# Texte source:
============
4 décembre 2016

Un vieux livre yiddish

Traduit du Yiddish par Gisèle Bernier (1965, Stock)

Ce vieux livre d'occasion jauni, une relique, offre un aspect immémorial et si étrange – la tête d'Isaac Bashevis Singer en couverture paraît un fantôme – qu'y plonger, sans rien en connaître, s'apparente à entrer dans un autre monde, un peu magique, peuplé d'êtres aux coutumes singulières, aux prises avec des croyances et des puissances surnaturelles très envahissantes : bref, dépoussiérer l'inconnu, joie d'archéologue. Les nouvelles qui le composent ne sont pas si anciennes, leur écriture remonte à une cinquantaine d'années (1961 à 1964).

Je suis venu à cet auteur pour avoir gardé en mémoire l'admiration que lui voue le nouvelliste américain Richard Burgin (L'écume des flammes). Dans la tradition des conteurs yiddish, Singer mêle la vie quotidienne et le merveilleux dans une satire des mœurs juives contemporaines. Les êtres surnaturels, esprits malins, ressuscitent la culture hébraïque et travers et problèmes sexuels sont abordés sous le couvert de démons malicieux. "Nombre de ses livres évoquent dans un mélange d'humour, de grotesque, de noirceur et de fantaisie narrative et verbale, la vie des Juifs polonais avant la Seconde Guerre mondiale." lit-on sur Wikipédia. Des onze nouvelles de ce recueil, deux ne se déroulent pas dans une communauté juive provinciale de Pologne, dont l'une des deux, "Seul", est ma parmi mes préférées, pour des raisons liées au champ fantastique et à son traitement épuré.

Le style, la progression des intrigues, la singularité et le comique des situations m'ont fait éprouver l'envie de lire chaque récit – le mot "conte" convient très bien – à voix haute, pour une oreille amie, ce qui témoigne de la réussite du conteur. Car le texte est traduit du yiddish, une langue orale avant tout, dont on dit qu'elle est celle de l'humour, de la dérision, de l'absurde, une langue insolente et narquoise. Le prix Nobel de littérature 1978 étant réputé pour en être un orfèvre, espérons que la traduction française rend suffisamment l'ampleur de ce talent.
============
# Données:
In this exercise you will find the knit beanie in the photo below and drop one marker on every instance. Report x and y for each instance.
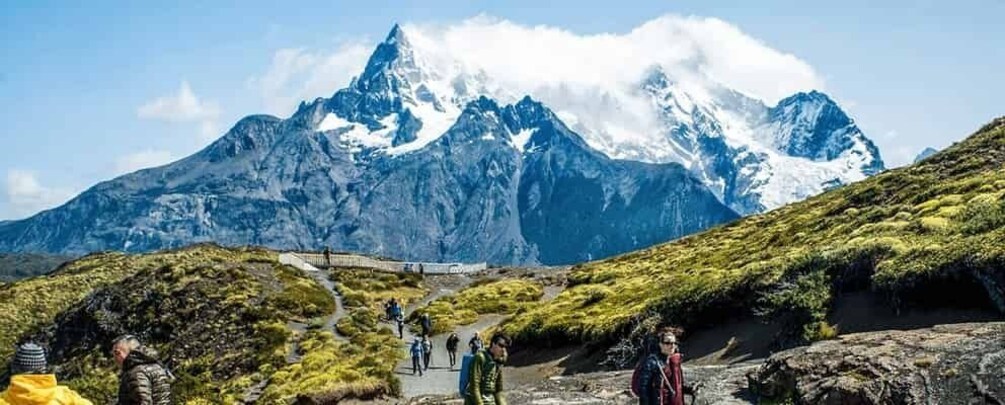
(29, 359)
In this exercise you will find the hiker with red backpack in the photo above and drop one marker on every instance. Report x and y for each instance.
(658, 379)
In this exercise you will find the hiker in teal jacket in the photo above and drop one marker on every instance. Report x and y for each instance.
(484, 384)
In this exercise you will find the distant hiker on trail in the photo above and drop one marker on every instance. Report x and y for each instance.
(484, 375)
(427, 352)
(426, 324)
(416, 351)
(451, 348)
(144, 380)
(31, 384)
(389, 310)
(401, 326)
(395, 309)
(660, 380)
(475, 343)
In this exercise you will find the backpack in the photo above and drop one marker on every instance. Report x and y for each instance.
(465, 372)
(636, 378)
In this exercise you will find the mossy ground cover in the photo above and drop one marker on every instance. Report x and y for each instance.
(938, 223)
(503, 296)
(332, 370)
(217, 317)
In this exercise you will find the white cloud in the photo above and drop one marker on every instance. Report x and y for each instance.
(900, 156)
(142, 160)
(541, 59)
(297, 74)
(26, 195)
(183, 108)
(691, 48)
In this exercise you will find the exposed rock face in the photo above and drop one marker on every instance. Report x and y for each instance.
(949, 364)
(954, 364)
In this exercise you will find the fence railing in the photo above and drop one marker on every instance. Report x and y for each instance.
(319, 260)
(296, 261)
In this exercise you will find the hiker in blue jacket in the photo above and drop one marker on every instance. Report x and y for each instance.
(416, 352)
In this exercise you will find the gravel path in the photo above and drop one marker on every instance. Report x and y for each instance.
(439, 379)
(254, 392)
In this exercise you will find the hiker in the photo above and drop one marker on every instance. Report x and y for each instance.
(484, 379)
(426, 324)
(31, 384)
(475, 344)
(660, 378)
(144, 380)
(395, 309)
(416, 352)
(451, 348)
(388, 314)
(427, 352)
(401, 326)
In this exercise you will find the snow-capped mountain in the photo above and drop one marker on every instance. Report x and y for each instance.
(404, 162)
(752, 156)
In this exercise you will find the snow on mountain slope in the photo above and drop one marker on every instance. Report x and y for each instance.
(752, 156)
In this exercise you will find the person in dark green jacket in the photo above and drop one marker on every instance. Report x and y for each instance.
(484, 384)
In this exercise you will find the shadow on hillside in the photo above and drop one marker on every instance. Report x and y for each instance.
(739, 339)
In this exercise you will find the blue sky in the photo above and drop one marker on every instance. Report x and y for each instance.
(79, 84)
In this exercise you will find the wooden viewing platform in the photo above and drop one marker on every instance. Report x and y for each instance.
(314, 261)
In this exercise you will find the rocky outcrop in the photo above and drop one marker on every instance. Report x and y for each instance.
(949, 364)
(953, 364)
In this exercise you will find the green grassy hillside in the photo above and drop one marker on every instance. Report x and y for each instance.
(219, 318)
(503, 296)
(14, 266)
(930, 234)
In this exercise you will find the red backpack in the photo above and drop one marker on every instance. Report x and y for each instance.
(636, 375)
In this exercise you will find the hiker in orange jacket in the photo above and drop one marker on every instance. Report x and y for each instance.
(31, 385)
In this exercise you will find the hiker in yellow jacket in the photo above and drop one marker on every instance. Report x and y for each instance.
(30, 385)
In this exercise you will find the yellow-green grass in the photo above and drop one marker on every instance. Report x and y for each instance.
(935, 223)
(226, 310)
(29, 304)
(362, 287)
(505, 296)
(331, 369)
(363, 367)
============
# Objectif:
Modifiez le passage du texte source qui part de « Le style, la » et s'arrête à « de ce talent. » : recopiez-le en remplaçant « à voix haute » par « à mi-voix ».

# Corrigé:
Le style, la progression des intrigues, la singularité et le comique des situations m'ont fait éprouver l'envie de lire chaque récit – le mot "conte" convient très bien – à mi-voix, pour une oreille amie, ce qui témoigne de la réussite du conteur. Car le texte est traduit du yiddish, une langue orale avant tout, dont on dit qu'elle est celle de l'humour, de la dérision, de l'absurde, une langue insolente et narquoise. Le prix Nobel de littérature 1978 étant réputé pour en être un orfèvre, espérons que la traduction française rend suffisamment l'ampleur de ce talent.